Passage:

◇ ◇ ◇

Robotic Milking Systems
The implementation of robotic milking systems is similar to herds that used computer feeders in the parlor 40–50 years ago. The feeding approach is a PMR formulated for a certain level of milk production and the remaining concentrate fed through a computer in the robotic milking unit while the cow is being milked. The guidelines for component feeding can be applied to robotic milking systems with some minor adjustments.
There are two main types of robotic systems: the guided-flow cow movement approach and the free flow. In the guided-flow arrangement, cows can go to either the robotic milker or the feed bunk area. One-way gates operated by transponders worn by the cows provide access to the areas. Guided-flow barns can be set up allowing cows to be milked before they get their PMR, or they can be milked afterward. In this system, a higher percentage of the nutrients and dry matter is delivered by way of the PMR. Typically, a minimum of 2 lb. of grain per cow per day would come from the computer feeder. The maximum total amount of grain fed per cow per day should follow the guidelines for component-fed herds, which includes the grain in the PMR at the feed bunk, and concentrate fed through the computer. The PMR can be balanced for 10–20 lb. less than the average milk production for the herd.

◇ ◇ ◇

Data to examine:
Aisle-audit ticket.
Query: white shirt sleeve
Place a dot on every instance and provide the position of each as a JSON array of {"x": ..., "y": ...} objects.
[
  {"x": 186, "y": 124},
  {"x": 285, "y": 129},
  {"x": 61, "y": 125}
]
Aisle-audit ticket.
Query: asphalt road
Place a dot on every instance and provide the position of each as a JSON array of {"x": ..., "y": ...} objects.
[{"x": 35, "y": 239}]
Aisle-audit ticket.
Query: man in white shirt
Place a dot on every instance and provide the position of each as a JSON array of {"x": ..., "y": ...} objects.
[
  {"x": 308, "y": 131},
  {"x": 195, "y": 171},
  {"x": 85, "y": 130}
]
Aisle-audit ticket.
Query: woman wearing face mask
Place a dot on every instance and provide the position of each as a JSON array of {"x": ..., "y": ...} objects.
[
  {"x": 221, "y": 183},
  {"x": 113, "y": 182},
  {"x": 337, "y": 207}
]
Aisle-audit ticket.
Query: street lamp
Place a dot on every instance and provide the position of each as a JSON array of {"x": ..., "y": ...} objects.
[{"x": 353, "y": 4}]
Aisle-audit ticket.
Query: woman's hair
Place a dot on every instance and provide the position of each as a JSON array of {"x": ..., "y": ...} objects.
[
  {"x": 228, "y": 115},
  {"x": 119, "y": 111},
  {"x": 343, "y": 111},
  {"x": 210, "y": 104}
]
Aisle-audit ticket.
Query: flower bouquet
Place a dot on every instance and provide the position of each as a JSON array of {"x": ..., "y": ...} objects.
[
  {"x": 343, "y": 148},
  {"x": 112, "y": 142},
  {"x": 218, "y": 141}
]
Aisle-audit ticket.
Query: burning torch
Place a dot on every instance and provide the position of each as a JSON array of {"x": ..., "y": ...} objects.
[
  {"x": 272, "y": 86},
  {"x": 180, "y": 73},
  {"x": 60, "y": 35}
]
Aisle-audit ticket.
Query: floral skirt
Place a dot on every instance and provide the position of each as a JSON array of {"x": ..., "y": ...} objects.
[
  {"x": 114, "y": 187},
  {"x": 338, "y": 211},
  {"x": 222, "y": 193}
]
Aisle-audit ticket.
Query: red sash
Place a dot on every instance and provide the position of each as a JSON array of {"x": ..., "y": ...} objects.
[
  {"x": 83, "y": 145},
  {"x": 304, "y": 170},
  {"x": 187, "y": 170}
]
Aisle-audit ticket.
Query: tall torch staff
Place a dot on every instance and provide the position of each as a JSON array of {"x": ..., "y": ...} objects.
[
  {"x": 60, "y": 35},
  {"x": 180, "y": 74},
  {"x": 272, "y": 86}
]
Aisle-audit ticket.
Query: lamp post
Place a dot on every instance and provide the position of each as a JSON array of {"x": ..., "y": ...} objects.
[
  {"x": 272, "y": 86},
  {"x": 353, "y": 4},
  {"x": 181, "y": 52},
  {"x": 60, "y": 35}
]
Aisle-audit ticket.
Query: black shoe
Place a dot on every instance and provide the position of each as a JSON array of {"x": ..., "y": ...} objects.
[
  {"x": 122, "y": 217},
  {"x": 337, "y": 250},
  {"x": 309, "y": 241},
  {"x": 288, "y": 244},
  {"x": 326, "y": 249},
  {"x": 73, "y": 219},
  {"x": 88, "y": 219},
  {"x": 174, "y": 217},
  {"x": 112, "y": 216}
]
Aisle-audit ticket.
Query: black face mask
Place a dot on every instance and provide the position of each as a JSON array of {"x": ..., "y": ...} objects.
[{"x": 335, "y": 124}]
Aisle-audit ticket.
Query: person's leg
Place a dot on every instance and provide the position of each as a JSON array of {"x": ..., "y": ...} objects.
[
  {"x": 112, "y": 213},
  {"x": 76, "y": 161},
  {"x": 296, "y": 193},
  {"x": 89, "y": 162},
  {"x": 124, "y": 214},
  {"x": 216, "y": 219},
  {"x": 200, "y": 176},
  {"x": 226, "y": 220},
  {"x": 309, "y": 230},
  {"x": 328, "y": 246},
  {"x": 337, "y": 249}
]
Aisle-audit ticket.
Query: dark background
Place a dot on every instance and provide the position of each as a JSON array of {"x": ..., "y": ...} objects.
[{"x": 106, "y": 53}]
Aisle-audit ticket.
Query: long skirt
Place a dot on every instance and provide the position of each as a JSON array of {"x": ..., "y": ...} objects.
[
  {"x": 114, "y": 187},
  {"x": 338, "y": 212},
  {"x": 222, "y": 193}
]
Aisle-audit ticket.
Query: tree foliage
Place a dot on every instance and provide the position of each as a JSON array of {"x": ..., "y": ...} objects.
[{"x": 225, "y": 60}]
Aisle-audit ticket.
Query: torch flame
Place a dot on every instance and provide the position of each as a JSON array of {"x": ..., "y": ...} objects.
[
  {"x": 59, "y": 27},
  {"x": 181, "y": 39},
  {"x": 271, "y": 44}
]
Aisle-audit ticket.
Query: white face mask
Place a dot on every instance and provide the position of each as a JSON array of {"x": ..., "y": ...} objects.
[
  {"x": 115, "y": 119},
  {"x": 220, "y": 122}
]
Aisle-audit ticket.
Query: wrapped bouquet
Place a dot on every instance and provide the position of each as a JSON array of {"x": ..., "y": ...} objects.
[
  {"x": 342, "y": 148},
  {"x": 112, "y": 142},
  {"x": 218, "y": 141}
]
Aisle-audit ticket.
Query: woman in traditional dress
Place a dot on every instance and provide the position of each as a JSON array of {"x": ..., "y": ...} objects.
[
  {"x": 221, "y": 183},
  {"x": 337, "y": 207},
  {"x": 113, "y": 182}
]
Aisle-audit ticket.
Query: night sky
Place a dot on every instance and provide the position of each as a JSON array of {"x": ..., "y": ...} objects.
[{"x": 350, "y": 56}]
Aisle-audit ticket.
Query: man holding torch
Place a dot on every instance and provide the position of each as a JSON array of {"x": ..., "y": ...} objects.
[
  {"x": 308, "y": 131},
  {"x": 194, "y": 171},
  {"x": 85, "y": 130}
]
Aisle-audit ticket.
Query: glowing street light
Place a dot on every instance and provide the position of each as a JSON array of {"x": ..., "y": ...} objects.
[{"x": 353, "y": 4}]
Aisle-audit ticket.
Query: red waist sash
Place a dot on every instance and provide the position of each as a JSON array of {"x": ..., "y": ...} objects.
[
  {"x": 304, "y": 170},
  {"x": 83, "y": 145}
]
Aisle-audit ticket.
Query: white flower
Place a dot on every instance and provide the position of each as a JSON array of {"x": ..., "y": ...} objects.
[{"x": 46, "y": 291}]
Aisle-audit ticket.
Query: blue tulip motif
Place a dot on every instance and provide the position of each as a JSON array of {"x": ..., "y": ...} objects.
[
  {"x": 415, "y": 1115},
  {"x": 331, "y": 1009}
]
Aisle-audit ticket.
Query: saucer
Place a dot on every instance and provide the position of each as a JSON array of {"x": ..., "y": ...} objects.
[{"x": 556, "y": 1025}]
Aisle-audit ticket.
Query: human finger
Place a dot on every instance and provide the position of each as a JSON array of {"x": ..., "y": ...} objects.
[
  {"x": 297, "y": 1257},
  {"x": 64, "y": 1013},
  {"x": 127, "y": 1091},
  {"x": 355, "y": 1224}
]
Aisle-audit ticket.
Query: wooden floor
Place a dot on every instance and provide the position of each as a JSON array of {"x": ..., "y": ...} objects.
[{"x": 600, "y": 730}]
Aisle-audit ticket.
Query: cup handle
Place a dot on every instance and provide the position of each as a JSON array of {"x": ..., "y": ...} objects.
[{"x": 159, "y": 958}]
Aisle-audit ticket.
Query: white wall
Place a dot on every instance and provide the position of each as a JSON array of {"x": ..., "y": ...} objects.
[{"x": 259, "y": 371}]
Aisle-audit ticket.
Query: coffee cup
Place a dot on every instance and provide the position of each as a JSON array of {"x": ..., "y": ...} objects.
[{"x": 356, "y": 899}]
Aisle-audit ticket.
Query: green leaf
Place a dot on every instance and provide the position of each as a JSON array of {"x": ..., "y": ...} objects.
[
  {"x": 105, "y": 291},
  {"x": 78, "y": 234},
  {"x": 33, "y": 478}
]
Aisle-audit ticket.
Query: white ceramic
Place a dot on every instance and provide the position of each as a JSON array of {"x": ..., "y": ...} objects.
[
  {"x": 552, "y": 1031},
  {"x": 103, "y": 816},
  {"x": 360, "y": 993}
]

◇ ◇ ◇

Tasks for this exercise:
1 > Translate this sentence from the passage on robotic milking systems into Spanish: "One-way gates operated by transponders worn by the cows provide access to the areas."
2 > In the passage on robotic milking systems, what is the typical minimum amount of grain per cow per day from the computer feeder in a guided-flow system?
3 > Carry on the passage on robotic milking systems from its last sentence.

Results of the tasks:
1 > Las puertas de un solo sentido, accionadas por transpondedores que llevan las vacas, dan acceso a las áreas.

2 > A minimum of 2 lb. of grain per cow per day.

3 >
In a free-flow system, cows can go to all areas of the barn without restrictions. The PMR can be balanced for 10–30 lb. lower than the herd’s average milk production. The amount of concentrate offered through the computer is like the recommendations for the guided-flow system. In both approaches, the concentrate will be in pellet form. It is recommended that the pellets are designed to minimize “fines” since this can deter cows from consuming the programmed amount of grain.
In robotic fed herds, bunk management is critically important to maintaining a proper balance between feed consumed at the robot and feed consumed at the bunk. Animal requirements for physical effective NDF and NDF remain unchanged in robotic systems. Consumption of fibrous materials remains important. Delivery of fresh feed twice daily, frequent push-ups, daily removal of refusals, and appropriate ingredient delivery all factor into the successful feeding of a PMR.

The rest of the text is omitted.